--- TEKS BACAAN ---
____
Setara: Kasus Penistaan Agama Meningkat karena Faktor Politik
Editor
Ali Akhmad Noor Hidayat tnr
Jumat, 12 Mei 2017 04:57 WIB
TEMPO.CO, Jakarta - Setara Institute mencatat dari 1965 sampai 2017, ada 97 kasus penistaan agama yang terjadi di Indonesia. Uniknya, lebih dari separuhnya terjadi di masa seusai reformasi dengan kasus mantan Gubernur DKI Jakarta Basuki Tjahaja Purnama alias Ahok sebagai yang terbaru.
"Menariknya, di saat informasi lebih terbuka, kasus penistaan agama malah semakin banyak, " ujar peneliti Setara Institute, Halili, ketika memaparkan hasil penelitiannya, Kamis, 11 Mei 2017. Lebih rincinya, kata Halili, sembilan kasus penistaan agama terjadi di masa sebelum reformasi. Sementara itu, 88 sisanya terjadi seusai reformasi.
____
--- DATA TERKUMPUL ---
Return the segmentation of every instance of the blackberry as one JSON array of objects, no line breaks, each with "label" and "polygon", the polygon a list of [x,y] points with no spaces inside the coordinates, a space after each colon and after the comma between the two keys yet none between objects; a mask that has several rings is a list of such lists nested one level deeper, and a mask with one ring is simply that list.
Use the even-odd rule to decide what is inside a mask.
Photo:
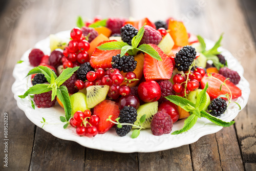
____
--- PERMINTAAN TUGAS ---
Sebutkan setiap angka jumlah kasus penistaan agama yang tercantum dalam berita tentang kasus penistaan agama, beserta periode yang dicakup tiap angka. Materi tadi tidak perlu dipakai sama sekali.

--- HASIL TUGAS ---
- 97 kasus: dari 1965 sampai 2017 di Indonesia
- Sembilan kasus: masa sebelum reformasi
- 88 kasus: masa seusai reformasi